# DIRECTIONS FOR THIS TASK:
Return only the stretch of the material below that begins with the line containing "Target: man in dark green jacket" and ends with the line containing "Target: man in purple checked shirt", exactly; both of those lines belong to it.

# SUPPLIED MATERIAL:
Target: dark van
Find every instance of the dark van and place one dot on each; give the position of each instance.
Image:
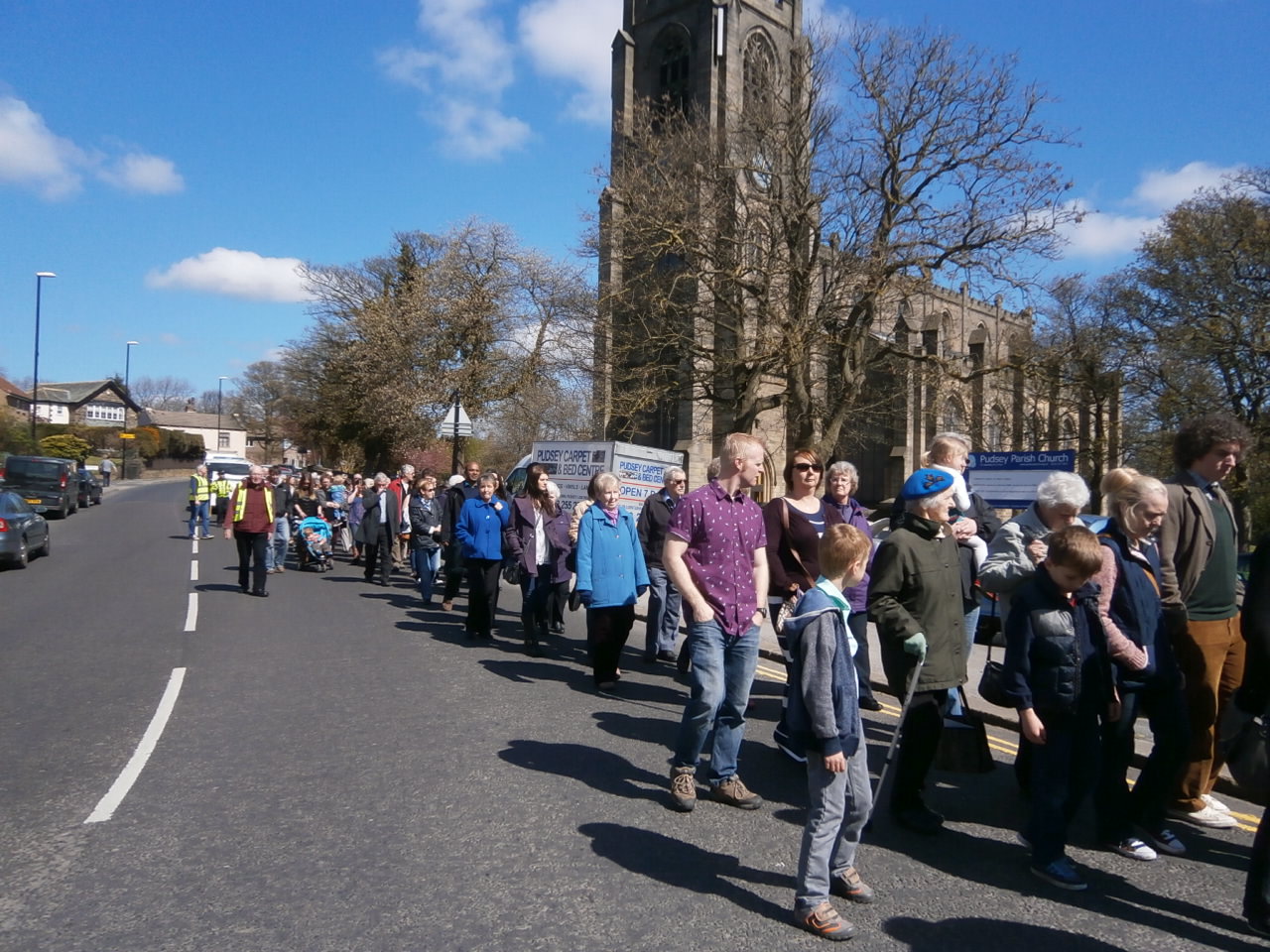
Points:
(46, 483)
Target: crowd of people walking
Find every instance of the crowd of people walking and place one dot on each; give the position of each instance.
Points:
(1107, 621)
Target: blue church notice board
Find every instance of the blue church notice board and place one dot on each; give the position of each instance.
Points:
(1010, 480)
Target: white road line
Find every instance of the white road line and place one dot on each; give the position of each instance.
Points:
(114, 796)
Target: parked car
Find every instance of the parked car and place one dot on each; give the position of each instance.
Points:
(23, 531)
(46, 483)
(89, 488)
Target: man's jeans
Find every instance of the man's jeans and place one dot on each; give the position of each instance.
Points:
(663, 612)
(276, 556)
(838, 807)
(198, 515)
(722, 670)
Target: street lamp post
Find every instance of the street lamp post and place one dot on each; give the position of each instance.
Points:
(35, 376)
(220, 389)
(127, 393)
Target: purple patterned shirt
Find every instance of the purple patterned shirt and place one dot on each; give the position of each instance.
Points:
(721, 534)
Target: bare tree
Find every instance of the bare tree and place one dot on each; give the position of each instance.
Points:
(757, 271)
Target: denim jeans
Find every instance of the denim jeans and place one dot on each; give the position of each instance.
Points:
(425, 563)
(198, 515)
(838, 807)
(276, 556)
(722, 670)
(663, 612)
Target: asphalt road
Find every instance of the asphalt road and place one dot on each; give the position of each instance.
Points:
(341, 771)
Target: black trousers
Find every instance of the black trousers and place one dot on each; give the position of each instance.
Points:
(252, 566)
(481, 594)
(924, 725)
(379, 553)
(607, 630)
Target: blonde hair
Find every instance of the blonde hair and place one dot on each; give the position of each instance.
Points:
(841, 547)
(1125, 490)
(944, 449)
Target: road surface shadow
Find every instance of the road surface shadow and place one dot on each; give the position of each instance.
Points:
(595, 767)
(686, 866)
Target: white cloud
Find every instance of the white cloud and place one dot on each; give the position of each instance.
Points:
(244, 275)
(572, 40)
(1160, 189)
(33, 157)
(139, 172)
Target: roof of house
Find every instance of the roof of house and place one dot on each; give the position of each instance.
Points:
(182, 420)
(80, 393)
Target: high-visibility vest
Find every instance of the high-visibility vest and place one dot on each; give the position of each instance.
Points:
(240, 502)
(200, 490)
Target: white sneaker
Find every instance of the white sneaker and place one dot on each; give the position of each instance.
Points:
(1209, 800)
(1207, 817)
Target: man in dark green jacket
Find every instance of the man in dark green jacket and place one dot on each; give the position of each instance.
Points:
(915, 599)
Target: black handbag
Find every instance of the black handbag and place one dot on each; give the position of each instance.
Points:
(964, 743)
(992, 683)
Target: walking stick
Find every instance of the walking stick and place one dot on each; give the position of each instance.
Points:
(899, 729)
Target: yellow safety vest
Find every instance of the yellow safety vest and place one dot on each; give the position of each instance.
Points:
(240, 502)
(202, 490)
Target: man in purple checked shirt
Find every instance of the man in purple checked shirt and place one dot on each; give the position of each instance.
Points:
(715, 553)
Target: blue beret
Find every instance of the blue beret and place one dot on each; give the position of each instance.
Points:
(926, 483)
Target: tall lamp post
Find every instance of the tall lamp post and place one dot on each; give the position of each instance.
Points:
(220, 390)
(127, 391)
(35, 376)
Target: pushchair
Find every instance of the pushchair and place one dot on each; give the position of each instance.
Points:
(316, 536)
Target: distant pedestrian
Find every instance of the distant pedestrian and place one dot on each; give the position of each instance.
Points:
(252, 513)
(611, 578)
(479, 531)
(716, 556)
(826, 730)
(662, 631)
(1058, 674)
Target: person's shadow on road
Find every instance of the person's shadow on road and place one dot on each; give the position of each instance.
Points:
(686, 866)
(595, 767)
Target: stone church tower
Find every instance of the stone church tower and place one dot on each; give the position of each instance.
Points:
(697, 56)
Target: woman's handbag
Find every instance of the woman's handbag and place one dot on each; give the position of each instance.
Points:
(964, 743)
(992, 683)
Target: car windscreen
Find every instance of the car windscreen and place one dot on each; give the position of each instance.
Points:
(17, 468)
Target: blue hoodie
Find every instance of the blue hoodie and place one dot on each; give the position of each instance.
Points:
(825, 696)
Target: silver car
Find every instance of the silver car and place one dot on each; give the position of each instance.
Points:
(23, 531)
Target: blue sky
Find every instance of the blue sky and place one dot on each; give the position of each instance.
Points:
(172, 163)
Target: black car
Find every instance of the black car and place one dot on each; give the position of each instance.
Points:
(89, 489)
(46, 483)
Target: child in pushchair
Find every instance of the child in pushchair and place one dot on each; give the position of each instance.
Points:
(316, 535)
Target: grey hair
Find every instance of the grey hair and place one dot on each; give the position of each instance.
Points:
(841, 467)
(1064, 489)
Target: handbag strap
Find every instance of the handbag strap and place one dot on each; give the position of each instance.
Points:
(785, 525)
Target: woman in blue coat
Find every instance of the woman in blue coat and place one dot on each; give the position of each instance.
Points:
(479, 531)
(611, 576)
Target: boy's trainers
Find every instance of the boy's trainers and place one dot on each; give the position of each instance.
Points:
(1209, 800)
(1061, 873)
(733, 792)
(1165, 841)
(826, 921)
(684, 788)
(848, 885)
(1133, 848)
(1207, 817)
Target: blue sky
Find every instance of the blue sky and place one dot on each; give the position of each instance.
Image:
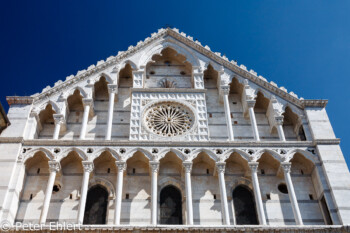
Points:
(301, 45)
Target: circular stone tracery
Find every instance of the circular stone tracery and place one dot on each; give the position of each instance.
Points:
(169, 119)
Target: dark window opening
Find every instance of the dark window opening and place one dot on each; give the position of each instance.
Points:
(244, 205)
(283, 188)
(56, 188)
(170, 206)
(326, 215)
(96, 206)
(301, 134)
(268, 196)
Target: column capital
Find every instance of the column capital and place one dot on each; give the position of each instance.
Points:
(154, 165)
(58, 118)
(253, 166)
(220, 167)
(113, 88)
(121, 165)
(187, 166)
(286, 166)
(225, 89)
(87, 101)
(54, 166)
(88, 166)
(251, 103)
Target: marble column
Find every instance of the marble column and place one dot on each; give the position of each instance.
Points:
(286, 166)
(154, 165)
(225, 91)
(251, 104)
(221, 171)
(88, 168)
(59, 120)
(112, 89)
(87, 104)
(121, 165)
(54, 167)
(257, 194)
(279, 126)
(189, 206)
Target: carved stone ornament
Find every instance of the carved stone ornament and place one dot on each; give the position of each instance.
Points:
(220, 167)
(121, 165)
(54, 166)
(168, 119)
(253, 166)
(154, 166)
(286, 166)
(187, 166)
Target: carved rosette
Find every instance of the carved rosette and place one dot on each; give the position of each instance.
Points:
(88, 166)
(168, 119)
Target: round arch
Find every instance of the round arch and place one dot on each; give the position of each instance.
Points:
(33, 152)
(157, 49)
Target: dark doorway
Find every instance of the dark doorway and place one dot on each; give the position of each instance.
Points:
(170, 206)
(96, 206)
(244, 206)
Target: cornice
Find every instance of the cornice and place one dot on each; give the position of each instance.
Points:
(335, 141)
(187, 228)
(51, 142)
(169, 90)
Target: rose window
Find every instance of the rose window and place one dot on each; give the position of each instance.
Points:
(169, 119)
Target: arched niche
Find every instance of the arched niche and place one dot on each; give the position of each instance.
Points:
(46, 125)
(244, 206)
(96, 206)
(170, 206)
(168, 69)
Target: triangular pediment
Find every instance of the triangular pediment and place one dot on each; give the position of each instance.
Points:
(184, 44)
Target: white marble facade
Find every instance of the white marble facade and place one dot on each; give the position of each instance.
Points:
(170, 112)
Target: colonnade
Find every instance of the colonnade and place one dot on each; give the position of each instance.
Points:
(154, 169)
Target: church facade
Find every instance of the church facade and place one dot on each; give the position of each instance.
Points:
(169, 134)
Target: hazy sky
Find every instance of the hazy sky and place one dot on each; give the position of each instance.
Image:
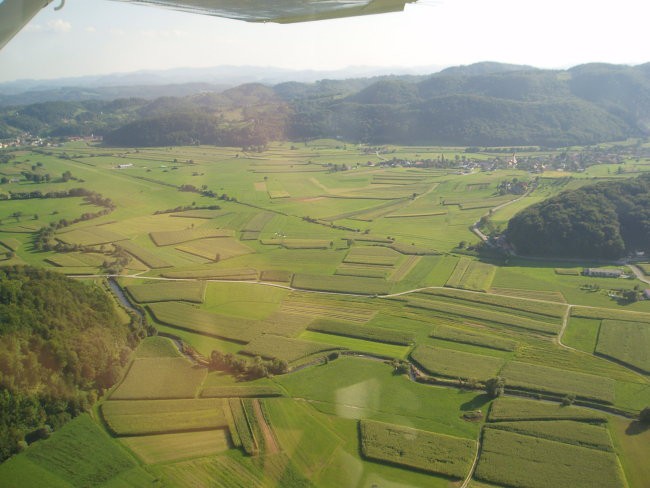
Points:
(102, 36)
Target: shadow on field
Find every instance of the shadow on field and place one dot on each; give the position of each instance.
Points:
(636, 428)
(475, 403)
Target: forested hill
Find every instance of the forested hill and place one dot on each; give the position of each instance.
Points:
(484, 104)
(602, 221)
(61, 344)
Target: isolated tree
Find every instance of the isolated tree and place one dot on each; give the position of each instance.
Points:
(644, 416)
(495, 386)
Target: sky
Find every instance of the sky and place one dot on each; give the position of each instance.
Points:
(88, 37)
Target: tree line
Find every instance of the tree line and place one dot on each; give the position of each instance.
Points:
(62, 345)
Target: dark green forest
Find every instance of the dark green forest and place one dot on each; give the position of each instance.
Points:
(61, 345)
(487, 104)
(603, 221)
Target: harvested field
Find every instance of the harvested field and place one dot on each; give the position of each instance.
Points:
(627, 342)
(509, 459)
(160, 378)
(196, 320)
(558, 381)
(10, 243)
(173, 447)
(608, 313)
(161, 291)
(472, 275)
(275, 275)
(364, 271)
(200, 213)
(252, 391)
(216, 249)
(257, 223)
(377, 334)
(239, 274)
(171, 237)
(90, 236)
(456, 364)
(549, 296)
(480, 314)
(373, 255)
(400, 272)
(567, 431)
(341, 284)
(65, 260)
(465, 336)
(278, 347)
(505, 303)
(147, 257)
(305, 243)
(148, 417)
(416, 449)
(337, 310)
(515, 409)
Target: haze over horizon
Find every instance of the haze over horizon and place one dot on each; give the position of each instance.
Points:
(97, 37)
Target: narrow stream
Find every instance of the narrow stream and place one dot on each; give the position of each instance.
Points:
(122, 298)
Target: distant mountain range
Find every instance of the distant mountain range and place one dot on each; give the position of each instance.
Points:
(484, 104)
(175, 82)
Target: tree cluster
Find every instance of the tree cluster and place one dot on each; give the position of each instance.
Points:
(601, 221)
(254, 369)
(61, 345)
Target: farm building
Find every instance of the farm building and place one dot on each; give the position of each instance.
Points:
(602, 272)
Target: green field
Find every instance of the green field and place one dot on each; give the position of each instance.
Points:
(389, 336)
(626, 342)
(272, 346)
(565, 431)
(456, 364)
(511, 409)
(187, 291)
(561, 382)
(338, 273)
(200, 321)
(81, 454)
(158, 378)
(510, 459)
(174, 447)
(142, 417)
(465, 336)
(418, 449)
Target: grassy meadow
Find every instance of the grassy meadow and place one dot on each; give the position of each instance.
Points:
(348, 277)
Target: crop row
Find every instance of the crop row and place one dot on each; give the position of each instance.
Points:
(142, 417)
(252, 391)
(149, 258)
(512, 409)
(189, 291)
(508, 303)
(271, 346)
(171, 237)
(628, 342)
(485, 315)
(558, 381)
(510, 459)
(465, 336)
(341, 284)
(456, 364)
(566, 431)
(243, 427)
(417, 449)
(239, 274)
(377, 334)
(200, 321)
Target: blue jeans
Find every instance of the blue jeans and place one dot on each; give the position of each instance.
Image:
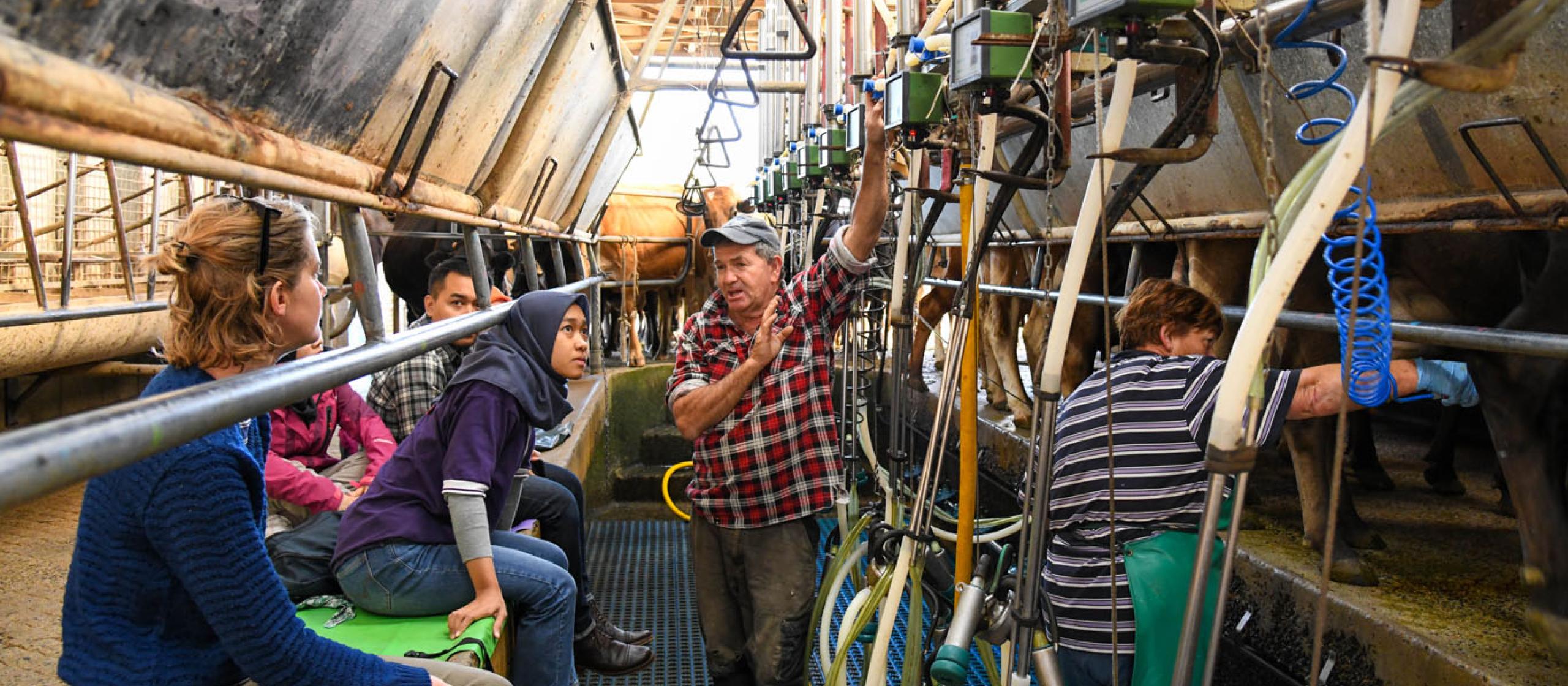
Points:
(419, 580)
(557, 502)
(1081, 668)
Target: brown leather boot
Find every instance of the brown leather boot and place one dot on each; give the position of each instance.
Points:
(632, 638)
(609, 657)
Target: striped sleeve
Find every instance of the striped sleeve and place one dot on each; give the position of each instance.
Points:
(1203, 390)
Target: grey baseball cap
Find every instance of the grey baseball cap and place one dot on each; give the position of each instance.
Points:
(745, 231)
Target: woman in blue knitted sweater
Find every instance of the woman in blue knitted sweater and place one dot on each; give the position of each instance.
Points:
(170, 581)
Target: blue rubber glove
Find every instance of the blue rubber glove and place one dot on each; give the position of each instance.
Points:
(1448, 381)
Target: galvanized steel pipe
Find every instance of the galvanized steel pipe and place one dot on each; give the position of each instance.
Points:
(1446, 336)
(363, 270)
(43, 458)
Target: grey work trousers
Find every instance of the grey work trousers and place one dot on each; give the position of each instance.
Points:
(755, 591)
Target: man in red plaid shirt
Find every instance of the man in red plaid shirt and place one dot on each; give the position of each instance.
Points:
(753, 389)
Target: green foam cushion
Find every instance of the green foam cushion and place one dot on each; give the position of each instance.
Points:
(399, 636)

# RESULT OF THIS TASK:
Target: man in dark green jacket
Find every instance of the man in dark green jacket and place one dot on each; give the position of each instance.
Points:
(915, 599)
Target: black handbag
Find every instance of the black handbag and place one dot on each; give the position of each instance.
Points:
(964, 743)
(992, 683)
Target: walking stick
Find every instance of the walking stick and place one dot on each; give the position of each instance.
Points:
(899, 729)
Target: yellow safety vest
Find every instance of the yellow safety vest and place one dot on each; give the position of each instance.
Points:
(240, 502)
(202, 490)
Target: man in purple checked shirt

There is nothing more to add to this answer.